(Rows for pointing at named objects)
******************************

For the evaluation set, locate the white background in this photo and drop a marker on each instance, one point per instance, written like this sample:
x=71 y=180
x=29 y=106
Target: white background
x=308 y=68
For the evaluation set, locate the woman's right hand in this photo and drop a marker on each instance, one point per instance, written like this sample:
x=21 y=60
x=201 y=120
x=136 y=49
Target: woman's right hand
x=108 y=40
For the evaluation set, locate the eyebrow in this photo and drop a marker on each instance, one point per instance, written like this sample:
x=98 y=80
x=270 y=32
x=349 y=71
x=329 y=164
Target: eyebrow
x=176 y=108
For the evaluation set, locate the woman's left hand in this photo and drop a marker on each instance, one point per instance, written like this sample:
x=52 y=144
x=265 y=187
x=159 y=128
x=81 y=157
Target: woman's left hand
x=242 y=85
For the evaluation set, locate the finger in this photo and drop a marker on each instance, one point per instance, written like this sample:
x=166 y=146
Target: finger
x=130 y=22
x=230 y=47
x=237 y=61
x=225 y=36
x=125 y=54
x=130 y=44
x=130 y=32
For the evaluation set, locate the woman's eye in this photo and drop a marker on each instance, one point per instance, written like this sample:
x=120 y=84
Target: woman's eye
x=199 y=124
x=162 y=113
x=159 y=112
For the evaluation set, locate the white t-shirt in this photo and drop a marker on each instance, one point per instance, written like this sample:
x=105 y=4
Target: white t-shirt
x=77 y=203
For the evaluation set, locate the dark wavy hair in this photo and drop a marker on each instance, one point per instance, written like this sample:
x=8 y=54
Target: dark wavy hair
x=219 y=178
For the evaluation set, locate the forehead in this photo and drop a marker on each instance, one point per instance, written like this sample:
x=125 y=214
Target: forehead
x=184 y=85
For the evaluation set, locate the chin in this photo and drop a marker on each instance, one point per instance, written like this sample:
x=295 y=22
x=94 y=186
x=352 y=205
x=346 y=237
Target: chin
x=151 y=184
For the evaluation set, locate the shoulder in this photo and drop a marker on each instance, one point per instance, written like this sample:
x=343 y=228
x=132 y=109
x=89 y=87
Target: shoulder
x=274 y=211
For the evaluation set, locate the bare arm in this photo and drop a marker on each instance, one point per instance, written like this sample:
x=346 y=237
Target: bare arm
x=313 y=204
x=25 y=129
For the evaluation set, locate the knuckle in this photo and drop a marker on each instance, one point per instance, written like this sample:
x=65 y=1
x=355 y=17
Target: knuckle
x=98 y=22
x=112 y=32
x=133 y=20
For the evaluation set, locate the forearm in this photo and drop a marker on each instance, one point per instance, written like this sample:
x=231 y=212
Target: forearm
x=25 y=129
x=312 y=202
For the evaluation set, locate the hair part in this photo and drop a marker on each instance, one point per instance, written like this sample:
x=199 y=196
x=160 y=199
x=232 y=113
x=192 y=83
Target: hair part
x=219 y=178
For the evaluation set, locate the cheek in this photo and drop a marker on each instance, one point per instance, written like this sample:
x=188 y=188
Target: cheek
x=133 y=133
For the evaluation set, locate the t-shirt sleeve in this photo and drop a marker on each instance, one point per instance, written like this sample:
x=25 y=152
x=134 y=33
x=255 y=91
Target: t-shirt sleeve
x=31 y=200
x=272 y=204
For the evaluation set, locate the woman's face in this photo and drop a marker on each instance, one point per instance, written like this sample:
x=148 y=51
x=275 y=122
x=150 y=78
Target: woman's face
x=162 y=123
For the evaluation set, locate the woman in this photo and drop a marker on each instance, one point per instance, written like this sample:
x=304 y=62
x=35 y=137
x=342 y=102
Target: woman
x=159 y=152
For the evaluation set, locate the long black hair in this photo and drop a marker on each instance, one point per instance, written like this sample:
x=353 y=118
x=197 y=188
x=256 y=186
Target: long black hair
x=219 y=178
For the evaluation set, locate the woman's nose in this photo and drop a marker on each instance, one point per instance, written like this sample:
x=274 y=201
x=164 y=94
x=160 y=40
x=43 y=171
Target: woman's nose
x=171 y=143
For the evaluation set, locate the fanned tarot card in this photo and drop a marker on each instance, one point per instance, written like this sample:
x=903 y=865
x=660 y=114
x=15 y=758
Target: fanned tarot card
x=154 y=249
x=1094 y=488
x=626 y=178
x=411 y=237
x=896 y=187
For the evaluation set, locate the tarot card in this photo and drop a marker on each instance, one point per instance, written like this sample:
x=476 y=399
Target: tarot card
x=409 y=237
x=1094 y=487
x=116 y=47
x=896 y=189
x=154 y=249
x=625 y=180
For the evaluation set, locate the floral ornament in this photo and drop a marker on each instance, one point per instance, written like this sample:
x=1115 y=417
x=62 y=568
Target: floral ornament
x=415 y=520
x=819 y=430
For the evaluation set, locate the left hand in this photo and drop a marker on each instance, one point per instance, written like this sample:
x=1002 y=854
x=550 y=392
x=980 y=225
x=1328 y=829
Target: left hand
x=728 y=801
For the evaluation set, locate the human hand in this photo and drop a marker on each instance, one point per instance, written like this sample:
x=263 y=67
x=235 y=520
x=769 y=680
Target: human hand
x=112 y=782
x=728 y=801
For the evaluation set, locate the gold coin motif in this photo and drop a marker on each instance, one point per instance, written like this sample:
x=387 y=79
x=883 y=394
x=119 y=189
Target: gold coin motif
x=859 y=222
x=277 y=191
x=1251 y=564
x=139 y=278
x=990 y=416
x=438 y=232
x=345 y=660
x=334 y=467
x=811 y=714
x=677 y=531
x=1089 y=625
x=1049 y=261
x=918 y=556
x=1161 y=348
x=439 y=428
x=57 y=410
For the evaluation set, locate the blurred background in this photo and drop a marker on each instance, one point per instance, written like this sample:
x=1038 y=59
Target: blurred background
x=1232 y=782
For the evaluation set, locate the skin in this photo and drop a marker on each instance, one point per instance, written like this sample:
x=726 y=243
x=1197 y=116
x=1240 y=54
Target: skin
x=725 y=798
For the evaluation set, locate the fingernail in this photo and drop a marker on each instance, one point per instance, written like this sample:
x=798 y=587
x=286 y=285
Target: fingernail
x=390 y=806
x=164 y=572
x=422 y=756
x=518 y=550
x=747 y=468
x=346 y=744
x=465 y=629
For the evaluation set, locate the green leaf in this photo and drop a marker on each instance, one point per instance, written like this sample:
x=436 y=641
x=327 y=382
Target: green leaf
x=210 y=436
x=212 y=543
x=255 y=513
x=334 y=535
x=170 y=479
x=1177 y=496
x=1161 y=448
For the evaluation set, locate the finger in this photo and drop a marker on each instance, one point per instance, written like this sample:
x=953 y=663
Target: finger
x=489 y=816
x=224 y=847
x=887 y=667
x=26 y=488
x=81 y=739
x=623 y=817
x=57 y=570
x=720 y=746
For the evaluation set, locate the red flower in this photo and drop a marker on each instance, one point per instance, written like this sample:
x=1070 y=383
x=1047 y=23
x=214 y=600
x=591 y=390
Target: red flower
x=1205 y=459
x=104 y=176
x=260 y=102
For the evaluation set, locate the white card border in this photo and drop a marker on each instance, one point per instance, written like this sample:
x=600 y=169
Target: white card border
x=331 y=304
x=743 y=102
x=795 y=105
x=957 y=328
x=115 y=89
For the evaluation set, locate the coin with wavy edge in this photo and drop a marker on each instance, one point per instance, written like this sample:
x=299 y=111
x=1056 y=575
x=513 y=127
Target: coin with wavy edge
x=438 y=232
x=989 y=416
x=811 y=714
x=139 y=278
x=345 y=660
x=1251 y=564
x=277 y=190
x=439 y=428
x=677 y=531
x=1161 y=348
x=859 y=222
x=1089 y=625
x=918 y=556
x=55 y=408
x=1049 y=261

******************************

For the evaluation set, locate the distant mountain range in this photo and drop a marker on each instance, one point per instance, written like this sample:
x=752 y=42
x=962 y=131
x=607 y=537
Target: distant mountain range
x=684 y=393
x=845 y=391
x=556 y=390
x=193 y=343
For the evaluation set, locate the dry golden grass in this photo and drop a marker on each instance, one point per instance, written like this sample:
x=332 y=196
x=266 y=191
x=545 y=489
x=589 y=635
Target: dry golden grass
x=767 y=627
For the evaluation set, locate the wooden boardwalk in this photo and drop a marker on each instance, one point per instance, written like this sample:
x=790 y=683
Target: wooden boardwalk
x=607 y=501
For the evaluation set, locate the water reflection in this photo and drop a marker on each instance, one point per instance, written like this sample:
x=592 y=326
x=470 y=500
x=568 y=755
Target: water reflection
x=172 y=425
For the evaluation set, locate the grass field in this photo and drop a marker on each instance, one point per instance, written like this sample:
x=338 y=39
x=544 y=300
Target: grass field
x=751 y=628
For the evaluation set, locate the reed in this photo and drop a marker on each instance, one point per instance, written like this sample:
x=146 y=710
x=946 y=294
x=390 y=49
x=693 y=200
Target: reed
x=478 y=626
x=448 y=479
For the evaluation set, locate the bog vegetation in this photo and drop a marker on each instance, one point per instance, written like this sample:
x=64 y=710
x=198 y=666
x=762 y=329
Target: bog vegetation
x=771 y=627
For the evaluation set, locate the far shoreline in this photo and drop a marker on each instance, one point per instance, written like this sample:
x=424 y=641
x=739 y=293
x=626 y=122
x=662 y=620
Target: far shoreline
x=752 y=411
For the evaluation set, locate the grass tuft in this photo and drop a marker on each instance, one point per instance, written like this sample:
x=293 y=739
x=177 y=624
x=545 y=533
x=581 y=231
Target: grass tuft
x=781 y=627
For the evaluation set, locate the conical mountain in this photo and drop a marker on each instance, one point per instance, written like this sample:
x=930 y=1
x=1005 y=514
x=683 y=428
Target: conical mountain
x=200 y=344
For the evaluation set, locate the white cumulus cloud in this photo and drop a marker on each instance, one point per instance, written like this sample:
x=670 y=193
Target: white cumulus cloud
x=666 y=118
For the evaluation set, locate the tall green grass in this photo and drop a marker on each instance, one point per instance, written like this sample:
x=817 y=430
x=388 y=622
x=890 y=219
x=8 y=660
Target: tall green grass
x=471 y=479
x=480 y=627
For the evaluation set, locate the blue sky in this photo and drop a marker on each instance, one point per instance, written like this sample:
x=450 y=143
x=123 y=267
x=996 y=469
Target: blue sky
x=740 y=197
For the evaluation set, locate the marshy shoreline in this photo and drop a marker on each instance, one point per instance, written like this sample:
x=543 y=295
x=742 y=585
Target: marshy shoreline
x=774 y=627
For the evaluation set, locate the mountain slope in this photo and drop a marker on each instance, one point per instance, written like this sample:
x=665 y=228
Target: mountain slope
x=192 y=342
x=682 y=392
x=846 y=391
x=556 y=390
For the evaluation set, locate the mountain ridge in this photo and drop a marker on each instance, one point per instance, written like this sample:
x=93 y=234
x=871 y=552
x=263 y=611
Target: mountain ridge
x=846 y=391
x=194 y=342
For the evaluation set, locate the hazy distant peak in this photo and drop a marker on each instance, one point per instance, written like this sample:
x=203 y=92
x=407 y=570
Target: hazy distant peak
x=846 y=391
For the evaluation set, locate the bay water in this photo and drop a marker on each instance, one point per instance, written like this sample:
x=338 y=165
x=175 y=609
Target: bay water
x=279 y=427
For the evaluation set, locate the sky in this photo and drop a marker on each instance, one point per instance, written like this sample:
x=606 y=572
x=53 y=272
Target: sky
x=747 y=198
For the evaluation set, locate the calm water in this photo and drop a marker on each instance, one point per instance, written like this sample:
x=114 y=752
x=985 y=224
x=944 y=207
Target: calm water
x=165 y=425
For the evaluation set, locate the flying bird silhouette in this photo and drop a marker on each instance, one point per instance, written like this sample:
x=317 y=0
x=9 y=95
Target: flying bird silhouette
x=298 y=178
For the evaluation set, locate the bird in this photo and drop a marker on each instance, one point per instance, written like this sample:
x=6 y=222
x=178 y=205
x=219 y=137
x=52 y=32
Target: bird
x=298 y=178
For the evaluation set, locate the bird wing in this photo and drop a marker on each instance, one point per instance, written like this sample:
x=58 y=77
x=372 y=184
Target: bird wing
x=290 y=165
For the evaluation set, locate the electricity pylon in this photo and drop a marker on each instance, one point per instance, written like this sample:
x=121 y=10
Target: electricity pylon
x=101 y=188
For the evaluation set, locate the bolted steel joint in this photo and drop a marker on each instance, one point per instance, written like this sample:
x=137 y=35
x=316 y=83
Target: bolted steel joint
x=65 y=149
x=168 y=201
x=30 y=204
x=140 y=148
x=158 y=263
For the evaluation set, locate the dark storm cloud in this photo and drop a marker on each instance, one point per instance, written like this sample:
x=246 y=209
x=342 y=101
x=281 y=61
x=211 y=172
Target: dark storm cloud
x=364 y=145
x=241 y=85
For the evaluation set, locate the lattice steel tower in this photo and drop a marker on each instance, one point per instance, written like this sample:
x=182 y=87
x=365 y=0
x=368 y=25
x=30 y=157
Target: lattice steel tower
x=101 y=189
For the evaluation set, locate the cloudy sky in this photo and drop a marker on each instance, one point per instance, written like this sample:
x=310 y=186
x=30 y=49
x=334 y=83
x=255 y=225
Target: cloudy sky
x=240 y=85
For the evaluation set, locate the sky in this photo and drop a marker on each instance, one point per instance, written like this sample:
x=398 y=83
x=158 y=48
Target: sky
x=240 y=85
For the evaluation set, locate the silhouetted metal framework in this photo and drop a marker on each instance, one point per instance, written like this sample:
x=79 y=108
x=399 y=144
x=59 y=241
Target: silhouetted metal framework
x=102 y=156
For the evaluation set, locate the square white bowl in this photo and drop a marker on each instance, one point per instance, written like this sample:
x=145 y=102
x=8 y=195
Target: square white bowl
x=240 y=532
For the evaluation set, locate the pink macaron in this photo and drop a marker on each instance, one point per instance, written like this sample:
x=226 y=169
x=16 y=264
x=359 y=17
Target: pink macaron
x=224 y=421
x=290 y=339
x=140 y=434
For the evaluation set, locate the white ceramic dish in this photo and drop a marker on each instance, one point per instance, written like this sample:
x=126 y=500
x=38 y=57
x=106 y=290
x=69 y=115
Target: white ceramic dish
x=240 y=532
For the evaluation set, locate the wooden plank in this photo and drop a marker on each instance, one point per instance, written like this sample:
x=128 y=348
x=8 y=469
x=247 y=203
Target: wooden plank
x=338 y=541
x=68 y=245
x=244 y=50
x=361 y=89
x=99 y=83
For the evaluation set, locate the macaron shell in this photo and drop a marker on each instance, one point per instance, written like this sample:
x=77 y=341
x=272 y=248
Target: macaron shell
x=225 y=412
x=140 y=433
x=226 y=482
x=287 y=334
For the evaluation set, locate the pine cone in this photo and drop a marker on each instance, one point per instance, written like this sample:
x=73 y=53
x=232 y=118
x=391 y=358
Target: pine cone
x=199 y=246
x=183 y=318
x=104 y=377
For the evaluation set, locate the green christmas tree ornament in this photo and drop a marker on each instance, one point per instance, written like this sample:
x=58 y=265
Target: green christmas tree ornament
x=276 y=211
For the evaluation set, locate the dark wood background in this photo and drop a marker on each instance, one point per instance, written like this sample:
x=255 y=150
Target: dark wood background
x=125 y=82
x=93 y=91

******************************

:: SHORT EXERCISE ::
Starting at the line that contains "For the evaluation set, locate the calm" and ending at the line that contains "x=101 y=188", rewrite those rows with "marker" switched to "pin" and nothing else changed.

:: ANSWER FOR THIS EXERCISE ::
For the evaluation set, locate the calm water in this photo and drop a pin on each instance, one point per instance, written like this sample:
x=114 y=752
x=985 y=224
x=944 y=207
Target: calm water
x=165 y=425
For the evaluation set, locate the flying bird silhouette in this photo and drop a pin on each instance, one point per instance, written like this sample:
x=317 y=0
x=9 y=95
Target: flying bird silhouette
x=298 y=178
For the evaluation set, locate the bird in this photo and drop a pin on each instance, one point per instance, written like this sample:
x=6 y=222
x=178 y=205
x=219 y=137
x=52 y=32
Target: bird
x=298 y=178
For the evaluation set, locate the bird wing in this photo and drop a pin on each instance, one point per instance, written like this sample:
x=58 y=77
x=372 y=184
Target: bird wing
x=290 y=165
For the evaluation set, locate the electricity pylon in this photo and drop a pin on each instance, one point per instance, written like this sample:
x=121 y=10
Target: electricity pylon
x=101 y=188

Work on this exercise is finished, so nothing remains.